§ **Work required**
Copy each line of the entries that includes the word "grille".

▼

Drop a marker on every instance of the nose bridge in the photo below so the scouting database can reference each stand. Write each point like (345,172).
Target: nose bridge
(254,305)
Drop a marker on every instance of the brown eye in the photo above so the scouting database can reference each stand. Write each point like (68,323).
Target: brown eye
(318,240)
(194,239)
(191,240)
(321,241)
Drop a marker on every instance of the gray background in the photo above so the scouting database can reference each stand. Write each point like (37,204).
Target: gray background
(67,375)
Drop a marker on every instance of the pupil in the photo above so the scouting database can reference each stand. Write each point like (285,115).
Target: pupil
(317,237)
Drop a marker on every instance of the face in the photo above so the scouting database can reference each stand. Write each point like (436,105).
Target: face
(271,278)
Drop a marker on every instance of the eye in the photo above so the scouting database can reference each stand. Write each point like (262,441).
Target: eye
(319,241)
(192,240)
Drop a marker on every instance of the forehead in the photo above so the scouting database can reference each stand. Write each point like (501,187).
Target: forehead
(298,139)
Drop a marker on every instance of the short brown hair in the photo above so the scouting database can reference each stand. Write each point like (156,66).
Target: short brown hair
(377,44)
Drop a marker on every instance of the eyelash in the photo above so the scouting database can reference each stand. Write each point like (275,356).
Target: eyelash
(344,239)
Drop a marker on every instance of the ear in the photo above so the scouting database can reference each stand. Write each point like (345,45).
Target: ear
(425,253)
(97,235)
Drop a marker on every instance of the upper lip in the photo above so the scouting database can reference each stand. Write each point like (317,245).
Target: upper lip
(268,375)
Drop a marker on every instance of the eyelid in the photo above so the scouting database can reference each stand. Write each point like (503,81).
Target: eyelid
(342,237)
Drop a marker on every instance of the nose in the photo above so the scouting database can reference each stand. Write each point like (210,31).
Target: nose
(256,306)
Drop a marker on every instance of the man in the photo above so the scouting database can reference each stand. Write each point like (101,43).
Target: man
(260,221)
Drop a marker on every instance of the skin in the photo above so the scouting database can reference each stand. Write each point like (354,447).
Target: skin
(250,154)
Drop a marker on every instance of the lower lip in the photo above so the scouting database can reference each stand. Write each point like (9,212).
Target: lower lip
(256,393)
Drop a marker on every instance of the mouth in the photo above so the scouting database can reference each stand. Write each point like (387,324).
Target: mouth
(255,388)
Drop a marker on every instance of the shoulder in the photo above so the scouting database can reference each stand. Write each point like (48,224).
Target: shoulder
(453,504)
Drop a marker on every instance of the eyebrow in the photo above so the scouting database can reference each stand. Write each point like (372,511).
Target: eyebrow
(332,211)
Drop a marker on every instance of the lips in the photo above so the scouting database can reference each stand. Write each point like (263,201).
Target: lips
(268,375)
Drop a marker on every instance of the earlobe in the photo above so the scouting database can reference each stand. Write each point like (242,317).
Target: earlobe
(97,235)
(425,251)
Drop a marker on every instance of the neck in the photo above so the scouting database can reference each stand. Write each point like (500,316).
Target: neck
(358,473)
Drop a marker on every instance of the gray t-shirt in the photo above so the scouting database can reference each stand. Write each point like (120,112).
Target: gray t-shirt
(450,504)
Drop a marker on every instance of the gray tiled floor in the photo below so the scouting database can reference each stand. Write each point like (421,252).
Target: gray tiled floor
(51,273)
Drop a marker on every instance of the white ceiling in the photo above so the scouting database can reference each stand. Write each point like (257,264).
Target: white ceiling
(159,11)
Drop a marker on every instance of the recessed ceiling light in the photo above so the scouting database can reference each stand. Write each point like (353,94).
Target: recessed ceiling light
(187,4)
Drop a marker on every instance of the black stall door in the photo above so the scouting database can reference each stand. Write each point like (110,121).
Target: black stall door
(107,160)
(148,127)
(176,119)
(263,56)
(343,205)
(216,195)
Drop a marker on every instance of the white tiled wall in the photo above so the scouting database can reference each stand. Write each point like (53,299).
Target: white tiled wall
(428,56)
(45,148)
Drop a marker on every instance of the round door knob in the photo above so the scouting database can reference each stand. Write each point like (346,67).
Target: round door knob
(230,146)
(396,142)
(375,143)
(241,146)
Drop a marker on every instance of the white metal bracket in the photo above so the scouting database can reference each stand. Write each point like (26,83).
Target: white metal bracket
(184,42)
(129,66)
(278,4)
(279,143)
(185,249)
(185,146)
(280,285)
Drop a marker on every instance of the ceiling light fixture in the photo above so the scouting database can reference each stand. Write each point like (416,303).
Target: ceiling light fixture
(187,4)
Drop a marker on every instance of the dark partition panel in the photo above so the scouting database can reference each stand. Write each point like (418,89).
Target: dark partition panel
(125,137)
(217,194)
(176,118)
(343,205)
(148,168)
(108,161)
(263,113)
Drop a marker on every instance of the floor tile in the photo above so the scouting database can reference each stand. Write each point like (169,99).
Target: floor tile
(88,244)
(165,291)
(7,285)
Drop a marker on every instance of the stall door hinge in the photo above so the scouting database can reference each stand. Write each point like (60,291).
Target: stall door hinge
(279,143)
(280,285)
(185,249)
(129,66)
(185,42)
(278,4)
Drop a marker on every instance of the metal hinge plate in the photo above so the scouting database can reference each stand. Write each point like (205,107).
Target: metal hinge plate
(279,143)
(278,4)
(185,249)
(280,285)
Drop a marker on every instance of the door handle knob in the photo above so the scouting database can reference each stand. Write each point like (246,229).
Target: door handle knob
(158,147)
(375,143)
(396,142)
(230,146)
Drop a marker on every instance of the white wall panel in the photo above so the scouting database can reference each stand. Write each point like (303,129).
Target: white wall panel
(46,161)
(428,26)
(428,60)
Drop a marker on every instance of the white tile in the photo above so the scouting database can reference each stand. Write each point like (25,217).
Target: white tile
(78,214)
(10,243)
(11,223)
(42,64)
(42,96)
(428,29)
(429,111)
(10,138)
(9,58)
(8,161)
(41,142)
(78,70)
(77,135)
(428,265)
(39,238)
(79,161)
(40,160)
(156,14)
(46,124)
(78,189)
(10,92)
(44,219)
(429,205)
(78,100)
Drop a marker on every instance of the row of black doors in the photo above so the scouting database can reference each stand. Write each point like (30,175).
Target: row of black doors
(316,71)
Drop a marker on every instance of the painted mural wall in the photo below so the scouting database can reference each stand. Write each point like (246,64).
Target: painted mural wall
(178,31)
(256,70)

▲
▼

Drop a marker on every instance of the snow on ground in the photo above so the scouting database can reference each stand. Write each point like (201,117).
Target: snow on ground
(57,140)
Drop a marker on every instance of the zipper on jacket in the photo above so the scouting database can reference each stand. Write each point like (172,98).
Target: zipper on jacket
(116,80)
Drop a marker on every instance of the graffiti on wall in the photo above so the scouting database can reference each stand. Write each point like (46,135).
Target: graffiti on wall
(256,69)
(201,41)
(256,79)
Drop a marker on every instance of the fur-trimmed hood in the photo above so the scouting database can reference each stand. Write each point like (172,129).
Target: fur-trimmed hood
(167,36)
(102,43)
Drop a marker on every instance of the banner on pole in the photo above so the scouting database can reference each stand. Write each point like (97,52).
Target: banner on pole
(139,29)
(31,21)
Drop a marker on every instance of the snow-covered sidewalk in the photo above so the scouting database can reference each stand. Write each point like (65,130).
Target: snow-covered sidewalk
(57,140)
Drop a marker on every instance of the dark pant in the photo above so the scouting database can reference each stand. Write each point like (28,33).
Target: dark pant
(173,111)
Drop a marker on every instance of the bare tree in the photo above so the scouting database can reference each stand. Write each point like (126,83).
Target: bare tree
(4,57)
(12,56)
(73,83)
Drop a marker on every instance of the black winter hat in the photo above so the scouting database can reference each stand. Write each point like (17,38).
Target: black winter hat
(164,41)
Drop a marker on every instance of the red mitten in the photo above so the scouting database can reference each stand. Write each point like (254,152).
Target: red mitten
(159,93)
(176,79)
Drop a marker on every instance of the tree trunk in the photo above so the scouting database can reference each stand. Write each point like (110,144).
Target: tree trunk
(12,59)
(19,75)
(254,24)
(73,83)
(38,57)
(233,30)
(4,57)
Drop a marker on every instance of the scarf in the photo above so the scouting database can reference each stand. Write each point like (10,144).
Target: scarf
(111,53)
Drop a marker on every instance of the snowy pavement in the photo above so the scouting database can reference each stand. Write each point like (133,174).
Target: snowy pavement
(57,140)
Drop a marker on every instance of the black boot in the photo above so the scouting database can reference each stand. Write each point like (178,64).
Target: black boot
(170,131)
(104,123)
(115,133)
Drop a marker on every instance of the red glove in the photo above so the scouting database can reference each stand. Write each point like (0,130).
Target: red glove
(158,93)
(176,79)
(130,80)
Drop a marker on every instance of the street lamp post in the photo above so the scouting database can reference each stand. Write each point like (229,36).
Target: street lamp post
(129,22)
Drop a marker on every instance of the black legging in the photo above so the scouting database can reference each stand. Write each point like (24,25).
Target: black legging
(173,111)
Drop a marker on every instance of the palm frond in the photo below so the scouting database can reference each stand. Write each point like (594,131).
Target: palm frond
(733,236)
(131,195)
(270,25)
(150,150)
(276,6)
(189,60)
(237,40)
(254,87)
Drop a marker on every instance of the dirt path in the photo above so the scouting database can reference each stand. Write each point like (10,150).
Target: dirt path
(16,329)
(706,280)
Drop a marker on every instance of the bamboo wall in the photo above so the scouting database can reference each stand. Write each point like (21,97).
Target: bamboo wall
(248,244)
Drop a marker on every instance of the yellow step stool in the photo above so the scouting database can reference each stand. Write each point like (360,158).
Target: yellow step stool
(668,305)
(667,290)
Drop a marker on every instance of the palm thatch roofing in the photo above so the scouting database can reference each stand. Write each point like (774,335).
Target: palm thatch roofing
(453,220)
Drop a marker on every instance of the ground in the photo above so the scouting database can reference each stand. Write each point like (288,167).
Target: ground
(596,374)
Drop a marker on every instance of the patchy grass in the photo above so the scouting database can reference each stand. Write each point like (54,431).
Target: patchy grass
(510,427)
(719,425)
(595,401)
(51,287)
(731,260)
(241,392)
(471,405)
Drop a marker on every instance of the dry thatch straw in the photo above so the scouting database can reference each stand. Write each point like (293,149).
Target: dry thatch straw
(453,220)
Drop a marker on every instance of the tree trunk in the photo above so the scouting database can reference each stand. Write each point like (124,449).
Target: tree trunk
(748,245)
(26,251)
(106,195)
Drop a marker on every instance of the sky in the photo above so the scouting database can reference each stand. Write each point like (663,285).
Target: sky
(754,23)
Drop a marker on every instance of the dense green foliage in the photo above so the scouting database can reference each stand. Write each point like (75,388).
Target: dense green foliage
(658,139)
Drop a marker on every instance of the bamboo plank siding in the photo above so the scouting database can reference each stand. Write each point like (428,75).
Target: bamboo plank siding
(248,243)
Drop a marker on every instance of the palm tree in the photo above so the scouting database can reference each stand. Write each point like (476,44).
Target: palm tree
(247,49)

▲
▼

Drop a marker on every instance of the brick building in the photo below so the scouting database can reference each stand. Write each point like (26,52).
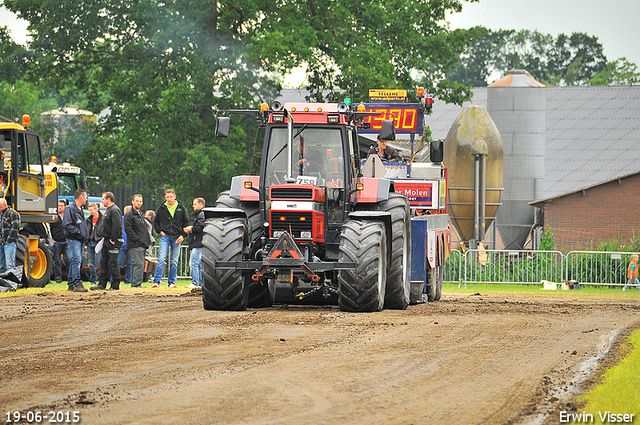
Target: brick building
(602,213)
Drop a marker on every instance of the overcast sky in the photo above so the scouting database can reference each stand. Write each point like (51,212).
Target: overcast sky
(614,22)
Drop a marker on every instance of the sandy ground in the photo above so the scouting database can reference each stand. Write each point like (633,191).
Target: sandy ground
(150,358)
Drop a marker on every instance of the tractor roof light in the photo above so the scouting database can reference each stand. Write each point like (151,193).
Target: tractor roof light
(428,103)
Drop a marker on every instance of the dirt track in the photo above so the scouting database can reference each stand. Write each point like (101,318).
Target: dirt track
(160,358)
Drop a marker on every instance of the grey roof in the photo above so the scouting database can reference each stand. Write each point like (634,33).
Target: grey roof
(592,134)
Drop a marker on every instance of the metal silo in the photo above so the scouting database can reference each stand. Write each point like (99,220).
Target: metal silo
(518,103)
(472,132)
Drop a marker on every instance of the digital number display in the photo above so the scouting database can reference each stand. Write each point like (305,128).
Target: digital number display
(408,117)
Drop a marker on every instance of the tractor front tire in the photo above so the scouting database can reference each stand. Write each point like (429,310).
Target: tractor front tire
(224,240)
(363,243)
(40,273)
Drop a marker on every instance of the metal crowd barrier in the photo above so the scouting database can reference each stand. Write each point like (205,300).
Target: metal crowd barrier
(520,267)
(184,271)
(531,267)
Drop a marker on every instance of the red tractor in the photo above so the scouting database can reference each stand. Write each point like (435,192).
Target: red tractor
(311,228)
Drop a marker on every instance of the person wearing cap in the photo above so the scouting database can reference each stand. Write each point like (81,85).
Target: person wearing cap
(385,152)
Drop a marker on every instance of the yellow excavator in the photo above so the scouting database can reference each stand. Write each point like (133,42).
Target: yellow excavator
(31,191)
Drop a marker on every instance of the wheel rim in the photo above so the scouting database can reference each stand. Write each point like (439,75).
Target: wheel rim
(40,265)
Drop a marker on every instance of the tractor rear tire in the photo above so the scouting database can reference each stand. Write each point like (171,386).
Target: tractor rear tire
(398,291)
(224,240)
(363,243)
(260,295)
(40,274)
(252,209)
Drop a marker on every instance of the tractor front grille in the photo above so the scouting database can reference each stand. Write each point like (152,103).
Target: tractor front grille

▲

§ **Written response**
Drop a marker on every instance of the tractor front grille in the photo above so the scouting database can reference each stand. Write each point like (152,103).
Target: tractor front grille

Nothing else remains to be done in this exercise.